> [Text]
====

World Vision International (WVI) has supported 10 basic schools at Kpikpira, in the Garu-Tempane District of the Upper East Region with hand washing materials to get pupils to appreciate and make handwashing key component of their lifestyle.
As part of its hygiene programme, WVI trained about 3,338 children in behavioral change activities in the area to get all children, especially the most vulnerable to practise improved hygiene in households, communities and institutions.
Mr Seth Frimpong, Partnering Officer at WVI who read a speech on behalf of the Cluster Manager Mr Rexford Bugre, said the ceremony was part of activities to mark this year’s World Toilet Day celebration, adding that the day focused on the importance of proper sanitation and to advocate access to clean and safe toilets for all.
Mr Frimpong said it was on this premise that WVI decided to impact the habit of hand washing into the children by assisting them with materials that would facilitate the practising of the habit.
He mentioned that to improve household sufficiency of safe water for drinking in the district, a project dubbed “the GI-Wash”, successfully completed 18 boreholes and installed four taps limited mechanised systems for communities such as Kpikpira among others.

====

> [Your instructions] According to the article, how many boreholes did the GI-Wash project complete? The data presented after this point were drawn from a separate source.

> [Records]

====

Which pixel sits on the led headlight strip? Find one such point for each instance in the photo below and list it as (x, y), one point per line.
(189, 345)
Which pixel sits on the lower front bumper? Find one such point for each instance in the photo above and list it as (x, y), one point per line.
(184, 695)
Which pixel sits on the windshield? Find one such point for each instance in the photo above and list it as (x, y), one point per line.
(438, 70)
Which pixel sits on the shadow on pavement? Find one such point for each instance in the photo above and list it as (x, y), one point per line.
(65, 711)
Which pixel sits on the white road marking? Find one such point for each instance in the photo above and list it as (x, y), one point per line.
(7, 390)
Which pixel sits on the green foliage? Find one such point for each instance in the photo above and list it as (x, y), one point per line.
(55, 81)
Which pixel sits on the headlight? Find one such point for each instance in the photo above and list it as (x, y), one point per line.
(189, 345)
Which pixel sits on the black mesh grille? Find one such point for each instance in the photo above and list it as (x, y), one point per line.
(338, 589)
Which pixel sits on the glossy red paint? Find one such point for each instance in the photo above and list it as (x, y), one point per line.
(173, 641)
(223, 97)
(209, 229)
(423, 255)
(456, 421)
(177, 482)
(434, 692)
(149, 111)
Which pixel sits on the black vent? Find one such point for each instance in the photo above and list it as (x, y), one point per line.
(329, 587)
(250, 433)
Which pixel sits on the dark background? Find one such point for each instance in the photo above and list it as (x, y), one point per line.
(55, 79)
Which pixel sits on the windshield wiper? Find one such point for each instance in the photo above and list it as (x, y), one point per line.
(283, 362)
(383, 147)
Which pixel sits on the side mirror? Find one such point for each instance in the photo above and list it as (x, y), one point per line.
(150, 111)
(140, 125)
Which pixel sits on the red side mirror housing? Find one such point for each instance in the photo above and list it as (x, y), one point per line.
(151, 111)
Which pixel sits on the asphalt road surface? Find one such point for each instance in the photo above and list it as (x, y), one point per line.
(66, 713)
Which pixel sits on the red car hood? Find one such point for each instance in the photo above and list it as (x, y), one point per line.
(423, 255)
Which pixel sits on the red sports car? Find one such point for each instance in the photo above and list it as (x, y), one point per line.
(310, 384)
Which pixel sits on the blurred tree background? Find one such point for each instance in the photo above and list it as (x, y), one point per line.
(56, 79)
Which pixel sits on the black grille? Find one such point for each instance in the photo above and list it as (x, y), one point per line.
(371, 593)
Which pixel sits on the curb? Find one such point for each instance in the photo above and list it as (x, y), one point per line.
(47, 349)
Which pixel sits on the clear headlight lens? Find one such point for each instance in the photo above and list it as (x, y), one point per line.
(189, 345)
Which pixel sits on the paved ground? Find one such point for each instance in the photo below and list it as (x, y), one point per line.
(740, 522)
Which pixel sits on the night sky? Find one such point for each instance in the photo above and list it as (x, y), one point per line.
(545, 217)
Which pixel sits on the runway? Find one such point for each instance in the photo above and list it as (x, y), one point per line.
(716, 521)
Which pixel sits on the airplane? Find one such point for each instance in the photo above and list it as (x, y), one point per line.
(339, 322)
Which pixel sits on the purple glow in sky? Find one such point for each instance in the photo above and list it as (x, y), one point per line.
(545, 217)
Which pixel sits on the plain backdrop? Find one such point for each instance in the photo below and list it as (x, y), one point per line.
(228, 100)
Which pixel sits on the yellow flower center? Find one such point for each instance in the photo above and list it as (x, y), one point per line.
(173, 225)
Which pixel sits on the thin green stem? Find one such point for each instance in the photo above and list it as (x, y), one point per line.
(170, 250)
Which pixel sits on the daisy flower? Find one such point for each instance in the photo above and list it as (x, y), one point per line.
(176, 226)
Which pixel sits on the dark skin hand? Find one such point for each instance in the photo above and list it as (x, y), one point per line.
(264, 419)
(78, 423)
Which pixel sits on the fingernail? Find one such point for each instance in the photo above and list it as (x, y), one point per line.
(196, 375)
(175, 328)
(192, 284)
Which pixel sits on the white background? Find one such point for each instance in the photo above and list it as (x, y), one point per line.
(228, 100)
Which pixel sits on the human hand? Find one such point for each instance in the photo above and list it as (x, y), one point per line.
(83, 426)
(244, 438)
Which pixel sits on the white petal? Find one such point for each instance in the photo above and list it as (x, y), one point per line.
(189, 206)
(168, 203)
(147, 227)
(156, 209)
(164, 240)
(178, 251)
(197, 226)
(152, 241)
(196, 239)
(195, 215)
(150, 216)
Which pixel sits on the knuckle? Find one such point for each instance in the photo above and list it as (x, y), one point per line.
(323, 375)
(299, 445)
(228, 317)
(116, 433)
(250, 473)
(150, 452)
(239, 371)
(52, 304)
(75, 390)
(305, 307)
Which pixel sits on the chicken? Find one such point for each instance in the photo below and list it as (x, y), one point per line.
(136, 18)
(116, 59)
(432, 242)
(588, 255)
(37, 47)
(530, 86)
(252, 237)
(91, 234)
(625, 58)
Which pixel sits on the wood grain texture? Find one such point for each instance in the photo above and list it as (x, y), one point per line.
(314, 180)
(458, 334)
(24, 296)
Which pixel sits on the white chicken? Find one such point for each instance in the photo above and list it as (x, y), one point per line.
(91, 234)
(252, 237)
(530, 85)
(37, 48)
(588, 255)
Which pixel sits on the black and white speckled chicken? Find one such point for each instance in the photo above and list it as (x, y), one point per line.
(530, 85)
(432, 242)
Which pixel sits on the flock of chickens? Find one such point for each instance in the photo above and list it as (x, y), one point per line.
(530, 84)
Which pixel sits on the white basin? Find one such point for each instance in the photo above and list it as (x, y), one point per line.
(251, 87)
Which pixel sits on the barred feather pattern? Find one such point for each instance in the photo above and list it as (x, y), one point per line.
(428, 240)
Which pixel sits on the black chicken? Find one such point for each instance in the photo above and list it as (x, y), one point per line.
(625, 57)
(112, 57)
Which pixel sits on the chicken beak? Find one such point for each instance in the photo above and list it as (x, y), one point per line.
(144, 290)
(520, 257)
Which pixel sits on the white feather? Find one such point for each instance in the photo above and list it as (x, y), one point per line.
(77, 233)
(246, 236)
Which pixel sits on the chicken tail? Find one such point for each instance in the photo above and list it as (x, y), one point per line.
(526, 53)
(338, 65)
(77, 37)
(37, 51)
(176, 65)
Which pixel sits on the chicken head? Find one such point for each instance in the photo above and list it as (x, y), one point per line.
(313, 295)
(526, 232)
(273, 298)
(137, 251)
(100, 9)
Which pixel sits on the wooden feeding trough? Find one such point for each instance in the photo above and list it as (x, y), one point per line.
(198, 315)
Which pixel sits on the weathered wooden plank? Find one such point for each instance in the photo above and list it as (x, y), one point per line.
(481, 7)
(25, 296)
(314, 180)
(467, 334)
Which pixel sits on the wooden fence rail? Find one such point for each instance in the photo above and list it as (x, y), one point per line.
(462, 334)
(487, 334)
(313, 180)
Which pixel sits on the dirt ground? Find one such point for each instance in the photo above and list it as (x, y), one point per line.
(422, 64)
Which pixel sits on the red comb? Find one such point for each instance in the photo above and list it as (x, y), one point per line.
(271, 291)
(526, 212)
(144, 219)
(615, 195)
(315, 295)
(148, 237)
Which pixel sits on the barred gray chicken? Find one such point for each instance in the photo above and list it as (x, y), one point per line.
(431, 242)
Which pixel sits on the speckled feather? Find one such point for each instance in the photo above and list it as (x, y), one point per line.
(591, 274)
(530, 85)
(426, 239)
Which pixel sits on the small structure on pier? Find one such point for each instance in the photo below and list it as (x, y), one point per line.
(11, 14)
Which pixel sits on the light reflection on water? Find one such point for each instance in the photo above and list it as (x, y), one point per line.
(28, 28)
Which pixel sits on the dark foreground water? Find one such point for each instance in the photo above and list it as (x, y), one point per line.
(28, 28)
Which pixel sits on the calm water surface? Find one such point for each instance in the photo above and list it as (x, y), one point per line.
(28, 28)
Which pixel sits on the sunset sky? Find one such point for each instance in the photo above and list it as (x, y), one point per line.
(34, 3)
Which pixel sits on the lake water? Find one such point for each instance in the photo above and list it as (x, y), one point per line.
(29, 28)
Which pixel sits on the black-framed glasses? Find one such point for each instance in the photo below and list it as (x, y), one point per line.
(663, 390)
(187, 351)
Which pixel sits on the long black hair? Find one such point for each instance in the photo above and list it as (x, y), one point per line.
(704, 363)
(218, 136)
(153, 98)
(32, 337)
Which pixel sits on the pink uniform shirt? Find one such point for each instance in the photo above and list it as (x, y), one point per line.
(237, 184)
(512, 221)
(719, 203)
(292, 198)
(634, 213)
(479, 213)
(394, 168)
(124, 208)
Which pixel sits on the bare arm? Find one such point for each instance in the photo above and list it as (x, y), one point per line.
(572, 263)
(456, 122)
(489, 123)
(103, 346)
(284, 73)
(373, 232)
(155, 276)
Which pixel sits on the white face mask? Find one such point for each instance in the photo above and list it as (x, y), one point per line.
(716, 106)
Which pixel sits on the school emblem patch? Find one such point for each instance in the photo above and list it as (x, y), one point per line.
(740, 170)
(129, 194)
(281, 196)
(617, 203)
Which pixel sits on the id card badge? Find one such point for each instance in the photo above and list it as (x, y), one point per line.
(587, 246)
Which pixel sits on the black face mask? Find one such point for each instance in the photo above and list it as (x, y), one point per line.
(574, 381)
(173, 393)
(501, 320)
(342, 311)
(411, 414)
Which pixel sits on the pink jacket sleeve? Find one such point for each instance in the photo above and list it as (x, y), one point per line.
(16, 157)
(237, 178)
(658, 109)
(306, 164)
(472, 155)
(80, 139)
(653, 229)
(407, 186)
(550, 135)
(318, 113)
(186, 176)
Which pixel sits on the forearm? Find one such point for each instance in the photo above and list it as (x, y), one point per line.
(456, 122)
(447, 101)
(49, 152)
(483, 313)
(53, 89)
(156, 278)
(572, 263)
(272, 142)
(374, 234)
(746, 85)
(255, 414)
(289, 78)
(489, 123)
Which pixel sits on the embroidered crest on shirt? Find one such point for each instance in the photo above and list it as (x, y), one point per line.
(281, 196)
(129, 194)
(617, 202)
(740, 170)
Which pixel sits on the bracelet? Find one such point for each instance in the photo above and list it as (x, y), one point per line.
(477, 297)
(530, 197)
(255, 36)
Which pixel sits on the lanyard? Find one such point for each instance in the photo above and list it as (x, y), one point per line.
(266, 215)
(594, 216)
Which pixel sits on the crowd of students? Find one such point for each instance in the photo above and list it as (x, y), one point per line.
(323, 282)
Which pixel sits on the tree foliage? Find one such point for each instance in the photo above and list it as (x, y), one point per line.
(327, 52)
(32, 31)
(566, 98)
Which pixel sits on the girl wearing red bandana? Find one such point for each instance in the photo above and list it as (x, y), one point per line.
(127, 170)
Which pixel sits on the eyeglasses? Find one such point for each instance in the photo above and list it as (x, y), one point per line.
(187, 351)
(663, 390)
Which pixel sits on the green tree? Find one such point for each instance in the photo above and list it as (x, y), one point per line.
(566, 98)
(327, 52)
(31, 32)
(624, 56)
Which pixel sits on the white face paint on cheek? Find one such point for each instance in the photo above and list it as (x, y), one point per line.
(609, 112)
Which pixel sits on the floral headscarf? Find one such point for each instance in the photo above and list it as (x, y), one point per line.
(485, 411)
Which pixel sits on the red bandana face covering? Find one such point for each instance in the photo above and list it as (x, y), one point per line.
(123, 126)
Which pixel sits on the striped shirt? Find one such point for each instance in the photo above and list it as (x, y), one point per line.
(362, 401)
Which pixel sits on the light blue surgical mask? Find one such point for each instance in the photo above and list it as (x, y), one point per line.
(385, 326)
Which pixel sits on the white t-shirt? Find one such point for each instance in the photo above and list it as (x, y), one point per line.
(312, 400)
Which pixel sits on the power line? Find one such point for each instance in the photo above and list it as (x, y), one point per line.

====

> [Task answer] 18 boreholes.